━━━━━ Source text ━━━━━
ESSnet on Data Integration

WP5. On-the-job training applications

LIST OF CONTENTS

Applications on record linkage2

  1. Latvia 2
  2. Luxemburg4
  3. UK 5
  4. Hungary6
  5. Slovakia7
  6. Malta 8

Applications on statistical matching9

  1. Poland 9

Applications on record linkage

1. LATVIA

Office: Central Statistical Bureau of Latvia

Contact persons: Ieva Slosa (), Martins Liberts ()

Statement of the problem

Central Statistical Bureau of Latvia (CSB) obtains most part of statistical data by carrying out surveys and using data stored in administrative registers. The role of administrative registers is in increasingly important as there are used in different phases of survey process such as survey sampling, data collection, record linkage, processing, estimation and quality control. The CSB has identified that the lack of knowledge on advanced statistical matching methods and probabilistic record linkage put constraints on broader usage of registers.

The main administrative registers used are Population register - Office of Citizenship and Migration Affairs, State Revenue Service, Social Insurance Fund/Agency, State Employment Agency and other.

For example

The part of the EU-SILC survey data are obtained from administrative sources - Population register, State Revenue Service (SRS) and State Social Insurance Agency (SSIA). The data collected from respondents are merged with administrative registers using personal identification number. Demographic information such as persons name and surname, sex, data of birth, personal identification number is used from Population register. Practically all government transfers data such as pensions and state social benefits are obtained from SSIA. Only information about some minor benefits, which are administrated by local municipalities or pensions paid by other countries and service pensions, which are not administrated by SSIA, is asked in questionnaires. The exception is net employee cash or near cash income, which is available as well from SRS, but it was decided to use information from questionnaires. Gross employee cash or near cash income was obtained counting up net employee cash or near cash income from questionnaires with paid taxes from SRS. Information from SRS is also used for imputation purposes if amount of net employee cash or near cash income is missing in questionnaire and in those cases when SRS information shows higher income than reported in questionnaire.

Structural business statistics (SBS) are compiled also by combining survey data with data from State Revenue Service. Variables such as stocks, turnover, other income, fixed assets, expenditures, taxes, wages and salaries, social contributions paid and number of employees are linked with administrative sources for the calculation of Structural Business Statistics data.

Characteristics of the data sets

The identifier of a persons is identity number in Latvia ( It is the best identifier because it is unique. We have identity numbers of persons in most of administrative registers we are using for a statistical production. We are asking for an identity numbers of respondents in sample surveys (EU-SILC, LFS, ...). Sometimes respondents are refusing to report an identity number. The reason could be that respondent wants to keep his identity in secret. We have to use other (non-unique) identifiers to link the survey data with the data from administrative registers - for example name, date of birth, sex. The name can be affected by transcription errors - especially in case of Russian names.

The identifier of an enterprise is VAT number in Latvia. It is unique identifier. Respondents can not hide his VAT number, so matching of data in case of business surveys is more straightforward.
━━━━━ Given data ━━━━━
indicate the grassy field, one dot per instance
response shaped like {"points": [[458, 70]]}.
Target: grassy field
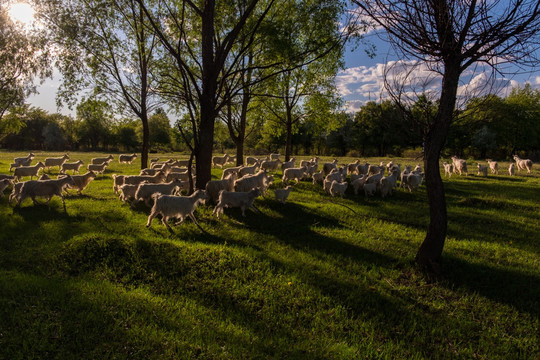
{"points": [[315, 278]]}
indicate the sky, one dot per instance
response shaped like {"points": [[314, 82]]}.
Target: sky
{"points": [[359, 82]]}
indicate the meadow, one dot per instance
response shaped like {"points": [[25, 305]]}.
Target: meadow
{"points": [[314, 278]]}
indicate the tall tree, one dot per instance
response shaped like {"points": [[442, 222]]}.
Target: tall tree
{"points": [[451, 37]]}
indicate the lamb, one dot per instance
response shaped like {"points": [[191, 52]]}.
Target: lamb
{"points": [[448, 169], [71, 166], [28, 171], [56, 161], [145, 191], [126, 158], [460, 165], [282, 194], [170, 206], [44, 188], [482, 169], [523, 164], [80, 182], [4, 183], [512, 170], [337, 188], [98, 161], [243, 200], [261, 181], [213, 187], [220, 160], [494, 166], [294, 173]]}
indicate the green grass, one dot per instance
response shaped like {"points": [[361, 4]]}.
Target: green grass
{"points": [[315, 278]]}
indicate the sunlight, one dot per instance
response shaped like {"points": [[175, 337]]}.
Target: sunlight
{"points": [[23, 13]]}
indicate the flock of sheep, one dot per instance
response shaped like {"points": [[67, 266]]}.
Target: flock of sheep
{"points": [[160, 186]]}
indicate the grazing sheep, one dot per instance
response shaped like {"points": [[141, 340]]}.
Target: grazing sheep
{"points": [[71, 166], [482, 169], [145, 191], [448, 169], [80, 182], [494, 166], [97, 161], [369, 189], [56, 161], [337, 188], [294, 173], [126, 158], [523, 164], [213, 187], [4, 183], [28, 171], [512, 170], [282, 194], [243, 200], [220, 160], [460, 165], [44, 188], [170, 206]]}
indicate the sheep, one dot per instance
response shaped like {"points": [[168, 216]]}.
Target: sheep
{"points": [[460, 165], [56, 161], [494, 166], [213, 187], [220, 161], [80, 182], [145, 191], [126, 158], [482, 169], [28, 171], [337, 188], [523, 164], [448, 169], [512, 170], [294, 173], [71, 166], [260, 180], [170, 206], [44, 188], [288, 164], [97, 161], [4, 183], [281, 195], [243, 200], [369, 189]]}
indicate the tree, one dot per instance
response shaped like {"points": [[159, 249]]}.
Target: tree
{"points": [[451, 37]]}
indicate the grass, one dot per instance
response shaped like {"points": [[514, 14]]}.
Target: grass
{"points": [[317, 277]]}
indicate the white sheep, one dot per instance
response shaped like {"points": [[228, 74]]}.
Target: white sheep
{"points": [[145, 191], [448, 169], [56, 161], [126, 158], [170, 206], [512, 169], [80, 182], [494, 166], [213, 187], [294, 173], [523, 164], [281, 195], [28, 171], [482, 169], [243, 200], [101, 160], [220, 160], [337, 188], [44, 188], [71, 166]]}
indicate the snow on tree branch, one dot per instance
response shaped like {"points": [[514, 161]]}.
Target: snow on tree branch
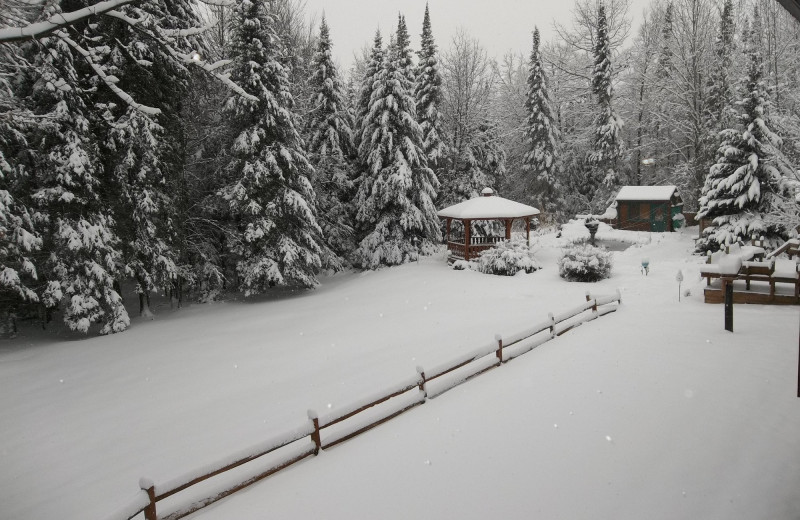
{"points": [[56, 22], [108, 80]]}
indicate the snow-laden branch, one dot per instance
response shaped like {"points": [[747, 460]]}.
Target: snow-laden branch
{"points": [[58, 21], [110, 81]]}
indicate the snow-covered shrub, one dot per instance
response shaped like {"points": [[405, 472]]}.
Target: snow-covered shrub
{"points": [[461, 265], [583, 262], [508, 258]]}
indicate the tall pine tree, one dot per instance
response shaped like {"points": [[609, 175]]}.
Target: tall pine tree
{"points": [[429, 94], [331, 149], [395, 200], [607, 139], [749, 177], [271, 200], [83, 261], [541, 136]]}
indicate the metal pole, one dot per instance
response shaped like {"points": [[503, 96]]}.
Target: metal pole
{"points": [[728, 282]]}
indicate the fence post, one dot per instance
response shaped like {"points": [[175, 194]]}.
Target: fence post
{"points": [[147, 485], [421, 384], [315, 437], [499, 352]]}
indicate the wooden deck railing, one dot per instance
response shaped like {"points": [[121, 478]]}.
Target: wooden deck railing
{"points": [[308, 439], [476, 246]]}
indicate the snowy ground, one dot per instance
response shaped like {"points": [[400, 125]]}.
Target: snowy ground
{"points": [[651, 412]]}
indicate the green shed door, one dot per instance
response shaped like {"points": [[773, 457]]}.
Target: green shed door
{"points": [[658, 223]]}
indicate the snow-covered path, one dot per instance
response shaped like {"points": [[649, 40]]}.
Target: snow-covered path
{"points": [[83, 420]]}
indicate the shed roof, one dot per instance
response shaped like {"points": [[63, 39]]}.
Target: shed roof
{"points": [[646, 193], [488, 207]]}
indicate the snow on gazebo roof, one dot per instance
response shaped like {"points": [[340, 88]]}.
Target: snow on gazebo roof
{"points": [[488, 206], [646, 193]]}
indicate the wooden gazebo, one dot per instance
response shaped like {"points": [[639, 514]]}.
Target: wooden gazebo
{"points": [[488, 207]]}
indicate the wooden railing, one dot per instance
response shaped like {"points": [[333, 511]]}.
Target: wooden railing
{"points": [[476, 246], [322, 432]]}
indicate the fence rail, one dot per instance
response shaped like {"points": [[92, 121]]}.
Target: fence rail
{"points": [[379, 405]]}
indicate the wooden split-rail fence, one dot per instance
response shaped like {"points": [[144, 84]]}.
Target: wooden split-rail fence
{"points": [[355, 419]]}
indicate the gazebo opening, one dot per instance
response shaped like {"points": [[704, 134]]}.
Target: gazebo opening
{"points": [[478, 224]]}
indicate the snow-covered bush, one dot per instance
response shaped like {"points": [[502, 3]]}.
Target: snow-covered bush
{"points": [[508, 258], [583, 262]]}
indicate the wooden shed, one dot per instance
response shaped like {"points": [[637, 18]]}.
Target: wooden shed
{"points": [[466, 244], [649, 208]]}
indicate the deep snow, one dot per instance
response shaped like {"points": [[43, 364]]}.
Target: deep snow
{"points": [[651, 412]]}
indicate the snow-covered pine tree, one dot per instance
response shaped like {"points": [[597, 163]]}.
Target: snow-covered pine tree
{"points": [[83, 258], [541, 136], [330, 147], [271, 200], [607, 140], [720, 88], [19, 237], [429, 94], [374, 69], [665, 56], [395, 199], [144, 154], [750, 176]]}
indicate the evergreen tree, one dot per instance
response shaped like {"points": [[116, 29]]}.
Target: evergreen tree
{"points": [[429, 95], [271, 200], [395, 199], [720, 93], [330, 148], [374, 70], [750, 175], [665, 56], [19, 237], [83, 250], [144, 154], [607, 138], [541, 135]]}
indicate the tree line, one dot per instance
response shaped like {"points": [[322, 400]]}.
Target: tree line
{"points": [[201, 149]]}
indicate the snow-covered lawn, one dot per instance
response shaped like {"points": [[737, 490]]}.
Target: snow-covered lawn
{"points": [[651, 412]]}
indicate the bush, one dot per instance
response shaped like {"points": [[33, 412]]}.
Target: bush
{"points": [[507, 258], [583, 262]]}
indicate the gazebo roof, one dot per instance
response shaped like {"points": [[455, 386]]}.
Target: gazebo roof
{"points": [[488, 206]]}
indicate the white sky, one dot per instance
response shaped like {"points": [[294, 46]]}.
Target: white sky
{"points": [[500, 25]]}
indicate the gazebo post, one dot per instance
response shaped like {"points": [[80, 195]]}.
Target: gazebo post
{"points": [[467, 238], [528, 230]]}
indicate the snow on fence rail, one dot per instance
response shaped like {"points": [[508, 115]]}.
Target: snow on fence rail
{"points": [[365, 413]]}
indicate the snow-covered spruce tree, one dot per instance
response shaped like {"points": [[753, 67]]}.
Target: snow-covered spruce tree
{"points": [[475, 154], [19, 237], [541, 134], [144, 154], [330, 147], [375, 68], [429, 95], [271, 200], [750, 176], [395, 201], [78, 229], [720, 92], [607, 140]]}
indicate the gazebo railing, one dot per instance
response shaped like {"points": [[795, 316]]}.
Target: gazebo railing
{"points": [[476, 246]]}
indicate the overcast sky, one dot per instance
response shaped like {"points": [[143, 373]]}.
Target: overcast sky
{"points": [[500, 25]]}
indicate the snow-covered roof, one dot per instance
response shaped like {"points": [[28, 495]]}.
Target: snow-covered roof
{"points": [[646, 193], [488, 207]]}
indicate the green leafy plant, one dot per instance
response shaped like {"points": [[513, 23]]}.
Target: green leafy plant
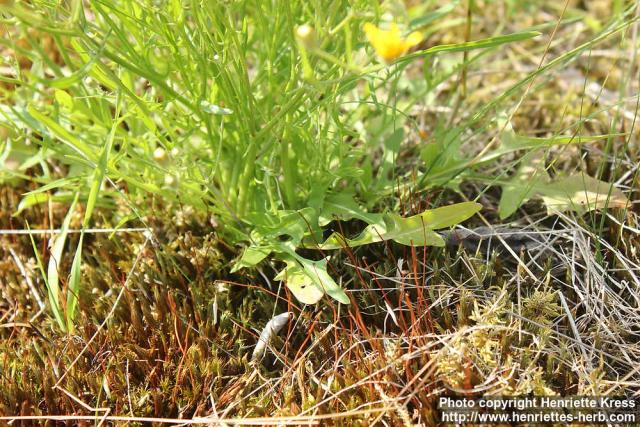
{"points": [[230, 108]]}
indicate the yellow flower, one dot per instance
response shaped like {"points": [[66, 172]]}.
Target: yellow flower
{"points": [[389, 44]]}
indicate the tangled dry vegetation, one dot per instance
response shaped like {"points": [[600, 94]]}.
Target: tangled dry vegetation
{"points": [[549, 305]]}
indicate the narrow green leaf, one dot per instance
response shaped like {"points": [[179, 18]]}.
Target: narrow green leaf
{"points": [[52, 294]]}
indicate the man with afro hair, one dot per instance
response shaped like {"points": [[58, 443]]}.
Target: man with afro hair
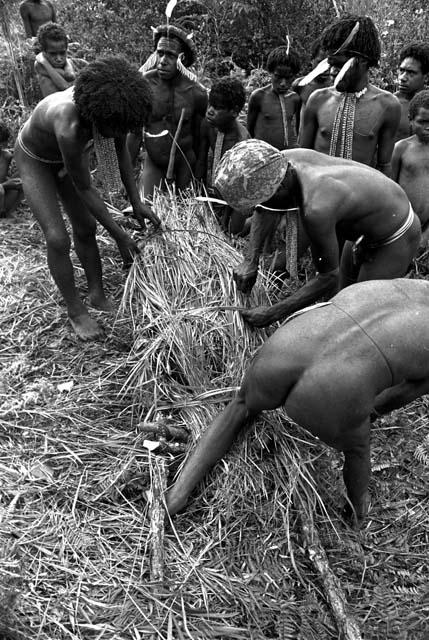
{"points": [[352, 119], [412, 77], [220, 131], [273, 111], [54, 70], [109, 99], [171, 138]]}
━━━━━
━━━━━ Given data ━━━━━
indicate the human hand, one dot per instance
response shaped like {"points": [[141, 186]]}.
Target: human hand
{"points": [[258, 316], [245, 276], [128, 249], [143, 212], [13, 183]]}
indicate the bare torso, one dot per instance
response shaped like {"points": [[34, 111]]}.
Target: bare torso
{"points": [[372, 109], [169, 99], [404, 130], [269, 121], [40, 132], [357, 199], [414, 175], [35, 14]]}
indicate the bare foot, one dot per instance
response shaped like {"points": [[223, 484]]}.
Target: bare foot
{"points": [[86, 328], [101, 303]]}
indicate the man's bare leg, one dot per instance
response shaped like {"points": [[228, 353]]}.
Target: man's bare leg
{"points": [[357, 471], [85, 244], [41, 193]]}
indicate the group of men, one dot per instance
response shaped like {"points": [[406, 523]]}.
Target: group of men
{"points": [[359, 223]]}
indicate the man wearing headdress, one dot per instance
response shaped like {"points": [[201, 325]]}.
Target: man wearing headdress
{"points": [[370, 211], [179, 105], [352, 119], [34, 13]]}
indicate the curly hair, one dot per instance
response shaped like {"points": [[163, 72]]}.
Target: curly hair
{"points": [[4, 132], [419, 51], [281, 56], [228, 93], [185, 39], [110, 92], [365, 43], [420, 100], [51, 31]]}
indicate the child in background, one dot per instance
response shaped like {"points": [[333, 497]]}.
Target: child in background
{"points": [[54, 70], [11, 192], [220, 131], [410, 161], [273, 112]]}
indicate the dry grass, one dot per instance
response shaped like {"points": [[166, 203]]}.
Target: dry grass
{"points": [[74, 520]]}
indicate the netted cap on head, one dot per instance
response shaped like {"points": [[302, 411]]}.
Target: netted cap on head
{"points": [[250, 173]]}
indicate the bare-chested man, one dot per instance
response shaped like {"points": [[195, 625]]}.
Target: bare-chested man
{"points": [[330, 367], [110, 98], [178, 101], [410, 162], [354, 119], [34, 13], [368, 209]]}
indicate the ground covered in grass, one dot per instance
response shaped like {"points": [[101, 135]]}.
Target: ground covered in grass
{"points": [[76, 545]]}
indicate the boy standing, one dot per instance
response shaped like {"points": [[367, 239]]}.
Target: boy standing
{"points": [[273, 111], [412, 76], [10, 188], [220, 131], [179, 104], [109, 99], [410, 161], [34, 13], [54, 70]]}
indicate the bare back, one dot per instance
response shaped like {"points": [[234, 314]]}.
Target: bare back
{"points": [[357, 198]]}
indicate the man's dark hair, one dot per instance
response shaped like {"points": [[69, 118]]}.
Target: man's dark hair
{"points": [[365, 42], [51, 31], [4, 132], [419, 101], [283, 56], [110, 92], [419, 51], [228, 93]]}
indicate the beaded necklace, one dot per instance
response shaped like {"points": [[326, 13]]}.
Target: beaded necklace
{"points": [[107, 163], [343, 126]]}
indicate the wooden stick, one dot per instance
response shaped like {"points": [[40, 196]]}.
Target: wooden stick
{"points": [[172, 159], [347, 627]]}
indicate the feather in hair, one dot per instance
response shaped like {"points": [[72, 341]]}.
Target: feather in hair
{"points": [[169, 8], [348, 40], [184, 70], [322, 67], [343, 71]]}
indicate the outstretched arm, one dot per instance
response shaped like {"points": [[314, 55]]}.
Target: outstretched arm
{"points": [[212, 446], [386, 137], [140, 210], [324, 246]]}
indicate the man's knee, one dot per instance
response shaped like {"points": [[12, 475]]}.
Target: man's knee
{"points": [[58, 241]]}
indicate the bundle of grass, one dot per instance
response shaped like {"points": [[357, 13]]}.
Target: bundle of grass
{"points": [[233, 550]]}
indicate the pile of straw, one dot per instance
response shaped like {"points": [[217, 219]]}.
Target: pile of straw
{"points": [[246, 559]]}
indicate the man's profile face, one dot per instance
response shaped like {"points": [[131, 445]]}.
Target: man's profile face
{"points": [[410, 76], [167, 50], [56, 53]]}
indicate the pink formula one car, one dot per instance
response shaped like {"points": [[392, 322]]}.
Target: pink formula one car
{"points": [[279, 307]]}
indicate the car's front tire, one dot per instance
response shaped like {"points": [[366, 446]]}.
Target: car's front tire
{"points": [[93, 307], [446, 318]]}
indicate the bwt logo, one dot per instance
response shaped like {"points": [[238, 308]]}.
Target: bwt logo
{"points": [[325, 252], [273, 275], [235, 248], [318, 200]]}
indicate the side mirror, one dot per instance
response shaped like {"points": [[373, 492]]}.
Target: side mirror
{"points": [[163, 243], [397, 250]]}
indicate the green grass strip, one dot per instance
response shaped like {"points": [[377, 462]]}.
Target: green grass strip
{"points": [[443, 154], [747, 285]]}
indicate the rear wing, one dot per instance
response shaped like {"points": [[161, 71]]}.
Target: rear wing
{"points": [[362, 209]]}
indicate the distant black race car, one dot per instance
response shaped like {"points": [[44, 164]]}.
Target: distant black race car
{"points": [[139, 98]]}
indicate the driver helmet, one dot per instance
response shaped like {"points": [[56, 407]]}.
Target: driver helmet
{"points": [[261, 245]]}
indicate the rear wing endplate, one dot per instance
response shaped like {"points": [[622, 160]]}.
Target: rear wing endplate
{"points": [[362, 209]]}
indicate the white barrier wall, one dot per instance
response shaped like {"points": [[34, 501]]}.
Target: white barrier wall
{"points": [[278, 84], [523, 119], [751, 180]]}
━━━━━
◆ Your task
Carry on the ESSnet data integration text, starting right after its last sentence.

◆ Answer
Sometimes we have problems to mach data from two registers. One good example is the data from the Population Register and data from the Register of Addresses (please not that I am not using the official names for these registers, I am trying just to give an example). There is an information about the declared living place for all persons in the Population Register. But the information about the declared living place in the Population Register is not linkable with the Register of Addresses. The Population Register is not using the address codes existing in the Register of Addresses (although they have to do it by a law). So there is just a name of a living place in the Population Register, but the name of living place quite often is affected by transcription errors. The names of places are modified in time as well.

We are trying to add address codes to the data from the Population Register by ourselves. Through address code we can link the information about the building (the year of construction, number of flats, geographical coordinates, ...) with the data about the persons.

2. LUXEMBURG

Office: STATEC

Contact persons: Nico Weydert ()

Statement of the problem

The files to be integrated are twofold but related.

From the population census we collect the name of the employer and we use this name to match it against the business register in order to associate the activity sector to the respondent of the population census. We have the files of the population census of 2001 and we could use this exercice to prepare the association for the population census to come in February 2011.

The other exercise could be easier. In our business register we have information on legal units: name, address (street name, street number, postal code, town), legal form, administrative identifier…) and we would like to match this data against the Commerce register file with similar, but not identical, information: name, address (street name, street number, postal code, town), legal form, commerce register identifier. For the moment there is not table linking the commerce register identifier and the administrative identifier, but we need such a link for instance in the European Group Register work and also for a balance sheet data office we are setting up.

3. UK

Office: ONS

Contact persons: Dick Heasman ()

Statement of the problem

My name is Dick Heasman, and on behalf of the Office for NationalStatistics I wish to apply for on-the-job training in record linkage. Iwill act as our contact person at the email address above.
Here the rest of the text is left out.